Begin with the line that contains "Query: man in dark jacket" and transcribe each line after it, up to and including the last line of the listing below.

(Excerpts from point annotation data)
··········

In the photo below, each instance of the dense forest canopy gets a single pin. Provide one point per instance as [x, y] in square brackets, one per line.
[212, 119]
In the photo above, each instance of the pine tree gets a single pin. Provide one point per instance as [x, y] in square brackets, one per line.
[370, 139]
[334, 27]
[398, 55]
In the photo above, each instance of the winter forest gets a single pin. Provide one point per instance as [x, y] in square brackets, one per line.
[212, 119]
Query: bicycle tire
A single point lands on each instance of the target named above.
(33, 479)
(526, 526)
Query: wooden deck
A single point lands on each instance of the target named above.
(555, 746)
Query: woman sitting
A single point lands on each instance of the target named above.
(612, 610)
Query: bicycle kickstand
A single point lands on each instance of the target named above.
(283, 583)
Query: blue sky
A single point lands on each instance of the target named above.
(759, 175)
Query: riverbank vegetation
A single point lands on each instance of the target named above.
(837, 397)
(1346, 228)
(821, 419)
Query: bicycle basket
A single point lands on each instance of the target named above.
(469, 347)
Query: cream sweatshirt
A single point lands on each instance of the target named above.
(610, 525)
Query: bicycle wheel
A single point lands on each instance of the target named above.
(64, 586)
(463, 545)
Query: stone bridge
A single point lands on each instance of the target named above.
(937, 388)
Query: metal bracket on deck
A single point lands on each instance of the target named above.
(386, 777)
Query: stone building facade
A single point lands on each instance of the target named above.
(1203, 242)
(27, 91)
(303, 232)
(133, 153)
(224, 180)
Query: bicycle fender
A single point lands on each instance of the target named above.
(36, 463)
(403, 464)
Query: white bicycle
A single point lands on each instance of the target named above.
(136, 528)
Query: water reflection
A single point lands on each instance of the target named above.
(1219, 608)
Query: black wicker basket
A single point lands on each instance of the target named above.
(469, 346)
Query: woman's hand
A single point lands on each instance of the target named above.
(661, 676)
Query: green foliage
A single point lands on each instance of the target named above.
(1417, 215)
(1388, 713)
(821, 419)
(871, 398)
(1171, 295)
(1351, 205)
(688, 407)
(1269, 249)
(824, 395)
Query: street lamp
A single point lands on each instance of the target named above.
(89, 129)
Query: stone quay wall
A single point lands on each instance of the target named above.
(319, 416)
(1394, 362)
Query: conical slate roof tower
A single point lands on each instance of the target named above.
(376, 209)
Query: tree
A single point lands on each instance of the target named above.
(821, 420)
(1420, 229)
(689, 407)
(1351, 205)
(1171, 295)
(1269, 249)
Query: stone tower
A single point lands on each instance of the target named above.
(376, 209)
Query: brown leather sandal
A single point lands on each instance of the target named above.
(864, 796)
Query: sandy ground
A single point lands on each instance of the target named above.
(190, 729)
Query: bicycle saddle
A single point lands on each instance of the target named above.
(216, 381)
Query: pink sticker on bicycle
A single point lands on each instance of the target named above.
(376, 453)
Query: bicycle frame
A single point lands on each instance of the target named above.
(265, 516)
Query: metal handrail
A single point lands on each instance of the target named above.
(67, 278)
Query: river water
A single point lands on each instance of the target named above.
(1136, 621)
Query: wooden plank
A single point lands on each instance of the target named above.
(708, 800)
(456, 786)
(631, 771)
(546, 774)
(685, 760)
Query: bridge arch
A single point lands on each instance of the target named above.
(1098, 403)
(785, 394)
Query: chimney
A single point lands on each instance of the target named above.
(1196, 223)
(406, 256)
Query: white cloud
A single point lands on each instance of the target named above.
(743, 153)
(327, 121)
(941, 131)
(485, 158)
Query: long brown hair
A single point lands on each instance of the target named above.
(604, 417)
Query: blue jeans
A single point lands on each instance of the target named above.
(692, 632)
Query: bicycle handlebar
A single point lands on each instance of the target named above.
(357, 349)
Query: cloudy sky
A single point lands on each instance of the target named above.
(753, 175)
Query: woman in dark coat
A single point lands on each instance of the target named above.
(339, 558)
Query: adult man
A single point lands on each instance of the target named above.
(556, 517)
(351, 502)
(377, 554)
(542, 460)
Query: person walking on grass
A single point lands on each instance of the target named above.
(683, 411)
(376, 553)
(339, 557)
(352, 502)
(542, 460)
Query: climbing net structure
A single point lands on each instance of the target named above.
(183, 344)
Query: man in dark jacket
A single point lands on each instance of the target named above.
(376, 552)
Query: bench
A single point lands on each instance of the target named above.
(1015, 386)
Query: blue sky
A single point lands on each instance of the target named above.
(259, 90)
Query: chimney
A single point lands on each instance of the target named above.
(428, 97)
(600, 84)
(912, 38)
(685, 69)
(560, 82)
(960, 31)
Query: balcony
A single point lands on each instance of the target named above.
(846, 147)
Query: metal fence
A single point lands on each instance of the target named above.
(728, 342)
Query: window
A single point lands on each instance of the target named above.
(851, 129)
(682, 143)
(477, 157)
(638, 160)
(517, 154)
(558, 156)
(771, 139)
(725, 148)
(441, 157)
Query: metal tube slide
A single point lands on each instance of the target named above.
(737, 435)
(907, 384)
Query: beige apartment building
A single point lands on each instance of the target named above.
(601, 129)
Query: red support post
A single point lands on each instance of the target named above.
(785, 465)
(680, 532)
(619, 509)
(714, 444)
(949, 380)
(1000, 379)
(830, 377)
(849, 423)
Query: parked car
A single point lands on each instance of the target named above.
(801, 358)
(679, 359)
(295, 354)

··········

__Output for this task__
Query: man in dark jacket
A single point lands on each instance of the target named above.
(376, 552)
Query: bench
A single point lands on each instance of the target named above.
(1015, 386)
Query: blue sky
A single point lands on each instance of the target named above.
(259, 90)
Query: chimney
A single point lands on each instance of the target named above.
(428, 97)
(600, 84)
(912, 38)
(685, 69)
(560, 82)
(960, 31)
Query: balcony
A single point lands on each instance of the target named above.
(846, 147)
Query: metal fence
A single point lands on each instance of the target named above.
(728, 342)
Query: window
A single point lands on each instance of the target named above.
(851, 129)
(682, 143)
(477, 157)
(638, 160)
(517, 154)
(558, 156)
(771, 139)
(725, 148)
(441, 157)
Query: metal tube slide
A single point lands on each instance of the target named above.
(737, 435)
(907, 384)
Query: beige apartment building
A single point lands on each instance of the target named above.
(601, 129)
Query: red support post
A single point lands on each instance of the target named above.
(785, 465)
(680, 532)
(619, 509)
(714, 444)
(949, 380)
(1000, 379)
(830, 377)
(849, 423)
Query: parked car
A single point lands on each instance of the target named above.
(801, 358)
(679, 359)
(295, 354)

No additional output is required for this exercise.